◆ Page extract
2069 tokens is nothing. This will costs fractions of a cent and be incredibly cheap. We're almost ready to go!

### Engineer the prompts

1) We want to include a system message, which provides context for the LLM. This helps guide the LLM to perform our task with more precision. I always use these and highly recommend them. Be precise and creative. Imagine an expert performing the task - how would you describe them? What would you want them to emphasize during the task?
    - Imagine this expert is really good at their job, but terrible at assuming context. Giving them specific instructions will help them do a better job.

2) The prompt should provide a little bit more context, but also specify the output. I want a bulleted list of topics that contain no more than 3-5 words per bullet.

In [12]:
system_message = {
    "role": "system",
    "content": (
        """ You are an expert education analyst. Your job is to read a course syllabus and extract the key learning topics
            a student can expect to study. Focus on concepts, skill, machine learning algorithms, or other statistics topics
            that the course aims to teach Masters-level statistics students.

◆ Task details
Extend the tutorial excerpt on prompting an LLM to pull key topics from a course syllabus, picking up right after its last line.

◆ Extracted data
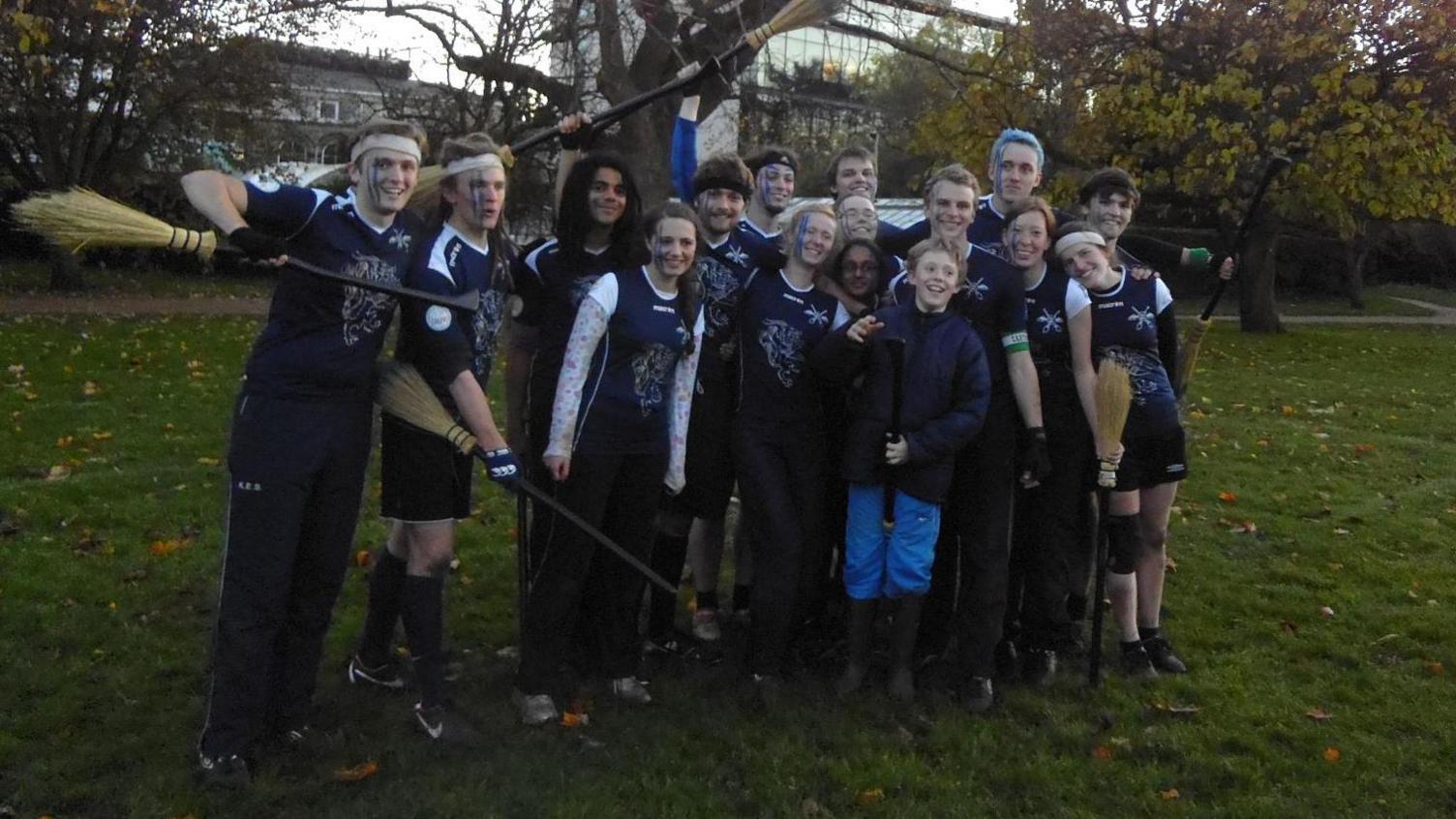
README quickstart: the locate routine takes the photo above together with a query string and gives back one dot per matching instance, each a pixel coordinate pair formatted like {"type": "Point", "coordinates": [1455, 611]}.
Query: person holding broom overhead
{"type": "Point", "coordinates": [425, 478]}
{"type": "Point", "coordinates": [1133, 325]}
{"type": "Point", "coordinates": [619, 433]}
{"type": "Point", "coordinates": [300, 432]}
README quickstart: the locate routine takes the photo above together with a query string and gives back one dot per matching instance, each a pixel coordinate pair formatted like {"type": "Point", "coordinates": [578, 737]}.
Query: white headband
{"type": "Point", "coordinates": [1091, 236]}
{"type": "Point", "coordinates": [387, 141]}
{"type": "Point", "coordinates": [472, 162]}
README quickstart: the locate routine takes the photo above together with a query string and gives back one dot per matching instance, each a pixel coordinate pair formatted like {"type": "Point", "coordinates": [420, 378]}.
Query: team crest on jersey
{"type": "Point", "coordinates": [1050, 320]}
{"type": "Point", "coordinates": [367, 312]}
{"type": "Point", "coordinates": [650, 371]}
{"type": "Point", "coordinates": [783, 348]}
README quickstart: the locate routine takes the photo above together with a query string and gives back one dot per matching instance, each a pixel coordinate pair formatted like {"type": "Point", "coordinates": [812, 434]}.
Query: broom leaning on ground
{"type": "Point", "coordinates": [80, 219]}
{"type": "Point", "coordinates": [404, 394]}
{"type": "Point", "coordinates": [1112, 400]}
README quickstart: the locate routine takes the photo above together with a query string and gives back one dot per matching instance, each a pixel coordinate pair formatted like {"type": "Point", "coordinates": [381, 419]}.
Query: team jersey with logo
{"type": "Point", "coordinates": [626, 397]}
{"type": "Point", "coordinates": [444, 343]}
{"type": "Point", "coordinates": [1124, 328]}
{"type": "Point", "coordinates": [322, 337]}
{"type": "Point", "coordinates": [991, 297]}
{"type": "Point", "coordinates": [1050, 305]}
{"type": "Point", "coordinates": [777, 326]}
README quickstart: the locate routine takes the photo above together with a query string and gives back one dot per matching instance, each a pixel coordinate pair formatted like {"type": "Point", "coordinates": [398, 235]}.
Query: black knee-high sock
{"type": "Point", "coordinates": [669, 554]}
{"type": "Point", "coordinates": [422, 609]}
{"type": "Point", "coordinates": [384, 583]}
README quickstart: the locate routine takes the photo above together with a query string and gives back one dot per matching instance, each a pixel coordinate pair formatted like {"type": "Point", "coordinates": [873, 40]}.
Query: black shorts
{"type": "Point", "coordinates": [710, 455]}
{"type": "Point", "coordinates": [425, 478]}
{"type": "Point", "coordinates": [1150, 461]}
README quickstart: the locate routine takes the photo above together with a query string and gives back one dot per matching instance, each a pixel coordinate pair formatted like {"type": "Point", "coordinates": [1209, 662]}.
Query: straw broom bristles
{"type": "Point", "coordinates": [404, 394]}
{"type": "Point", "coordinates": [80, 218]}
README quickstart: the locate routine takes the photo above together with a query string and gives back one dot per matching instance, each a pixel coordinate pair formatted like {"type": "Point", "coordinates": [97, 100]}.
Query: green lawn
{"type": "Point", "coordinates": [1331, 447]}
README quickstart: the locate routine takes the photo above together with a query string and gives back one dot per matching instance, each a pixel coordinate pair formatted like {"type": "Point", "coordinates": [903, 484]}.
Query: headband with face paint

◆ Final answer
            Ignore administrative details such as grading policies, attendance, or instructor bios.
            Present the output as a concise list of the main subject areas or skills covered in the course."""
    )
}

prompt = """Here is the syllabus for a university-level course. Please extract the main learning topics and skills a student will gain
            from this course, return them in a bulleted list where each bullet is no more than 3-5 wordsin length. The text is as follows: {}"""

## Finally we make the call

First we write a function to handle this, then we send it off to the API, clean the response, and look at the results.

Parameters:
 - Temperature: This controls the randomness of the results. Generally, the extremes are bad. 1.0 is no randomness and close to 0.0 is nearly completely random. We want something in the middle, but guided. I generally like 0.7, but this is also something I'd tune to get the performance I want.

 - Penalty: In this case it's a frequency penalty. We don't want to see the same bullets repeatedly, so we will penalize the model for repeating itself. More penalty = less repetition. I don't always use this parameter, but I think it fits this problem nicely. We'll do 0.2. The default is 0. 

In [13]:
def extract_bulleted_topics(systemPrep, prompt, model, temp, penalty):
    response = client.chat.completions.create(
        model=model,
        messages=[
            systemPrep,
            {"role": "user", "content": prompt}
        ],
        temperature=temp,
        frequency_penalty = penalty,
        max_tokens = 800
    )

    return response

In [14]:
### use the API Key
client = OpenAI(api_key=API_KEY)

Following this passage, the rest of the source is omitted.